PASSAGE:
--- Begin ---

Close

Triggeredonomy Interweb

Triggeredonomy Interweb

Its early morning, and I am just up, coffee in hand, sit down in my office, and open that old MacBook that has been a wonder, its has put up with my chaotic lifestyle and its just keeps going with that terrific tactile keyboard… ahhh life is so sweet, what could possible FUCK IT UP?

Let’s check the email, we all do it, we have been programmed to check it out, I mean there could be something important?
But you are met with just so much junk mail.
How does all that junk just keep coming in?
So you read down to the bottom, and you see the tiny “Unsubscribe button”
You hit unsubscribe…
But that isn’t of course “The Unsubscribe button”.
Instead it’s the “Here’s a moron who reads the mail, and goes all the way down to the bottom, and hits the
“Lets sell this guys email address to all the scammers and Phishers out there “ Button!!

As a result of this action, you are now plagued by even more emails, so you are sucked down into that interweb urinal. There is no one out there looking out for us! We are on our own, just a tiny little insignificant worm, there to be feasted on by those big internet alpha’s grazing bastards of the present world.
I mean who knew something like Faeces Book, would be the winner in this relentless drive to the bottom of humanity’s insane self absorbed bullshit about being liked and posting crap!

Who thought a simple tool like an innocuous Internet Search Engine, an internet searching algorithm would end up owning us all, and harvesting us for SO MUCH money, and wielding so much power, that simply sucks doesn’t it? Who else gets to tell Governments that they will have their services cut off, because that democratically elected body has seen that they are not getting reasonable tax revenue from that service.

Or do I not get a say in this surreal madness of life as I am so privileged?

Are you not all sick of just being harvested like this, with no choice?

Recently I was informed, I had to sign up to THE NEW SERVICE AGREEMENT for an internet service that I have used for over 30 years. By continuing to use it I was by default agreeing with their latest service agreement, you know the agreement that gets them out of shit in the courts, when someone disagrees with the way they throw their weight around. I mean they have all these pillars of society, those corporate fat fucken lawyers sitting about, who have to prove they are invaluable, and justify their corpulent salaries.

--- End ---

Restate the internet rant starting at "I mean who knew" and ending at "and posting crap!", switching "winner" for "champion".

PROVIDED RECORDS:

--- Begin ---

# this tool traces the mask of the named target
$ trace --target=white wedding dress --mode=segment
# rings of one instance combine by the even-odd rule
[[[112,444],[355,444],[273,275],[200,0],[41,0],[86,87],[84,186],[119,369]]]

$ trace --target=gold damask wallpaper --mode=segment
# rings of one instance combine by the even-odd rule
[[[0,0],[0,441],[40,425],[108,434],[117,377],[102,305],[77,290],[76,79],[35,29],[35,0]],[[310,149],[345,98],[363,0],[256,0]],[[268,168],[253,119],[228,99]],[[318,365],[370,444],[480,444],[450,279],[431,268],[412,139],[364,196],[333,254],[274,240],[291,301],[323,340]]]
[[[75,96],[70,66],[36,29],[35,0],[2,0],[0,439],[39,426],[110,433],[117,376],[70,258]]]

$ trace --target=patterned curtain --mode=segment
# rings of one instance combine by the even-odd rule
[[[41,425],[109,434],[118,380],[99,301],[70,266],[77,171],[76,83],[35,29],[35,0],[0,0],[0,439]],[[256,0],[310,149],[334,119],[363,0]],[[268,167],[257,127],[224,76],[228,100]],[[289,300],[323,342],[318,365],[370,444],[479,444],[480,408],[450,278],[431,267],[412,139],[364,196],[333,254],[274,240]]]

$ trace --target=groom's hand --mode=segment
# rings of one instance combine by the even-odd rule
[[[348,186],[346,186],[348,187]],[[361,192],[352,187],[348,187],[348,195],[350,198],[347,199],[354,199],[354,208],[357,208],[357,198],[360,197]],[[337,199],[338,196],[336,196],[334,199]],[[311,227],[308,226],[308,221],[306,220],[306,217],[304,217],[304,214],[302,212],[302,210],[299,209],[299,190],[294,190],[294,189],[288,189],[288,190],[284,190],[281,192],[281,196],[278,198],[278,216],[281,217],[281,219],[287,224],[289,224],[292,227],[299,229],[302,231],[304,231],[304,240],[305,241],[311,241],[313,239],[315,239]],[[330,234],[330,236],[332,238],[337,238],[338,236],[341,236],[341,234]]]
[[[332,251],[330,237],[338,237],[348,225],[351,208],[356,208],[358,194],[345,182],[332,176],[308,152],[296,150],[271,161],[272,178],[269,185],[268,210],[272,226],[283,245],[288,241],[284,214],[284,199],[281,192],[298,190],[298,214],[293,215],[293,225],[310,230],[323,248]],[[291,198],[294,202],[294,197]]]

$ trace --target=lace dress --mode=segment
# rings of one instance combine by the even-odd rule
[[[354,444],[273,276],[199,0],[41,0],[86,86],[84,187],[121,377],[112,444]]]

--- End ---

FINAL RESULT:
I mean who knew something like Faeces Book, would be the champion in this relentless drive to the bottom of humanity’s insane self absorbed bullshit about being liked and posting crap!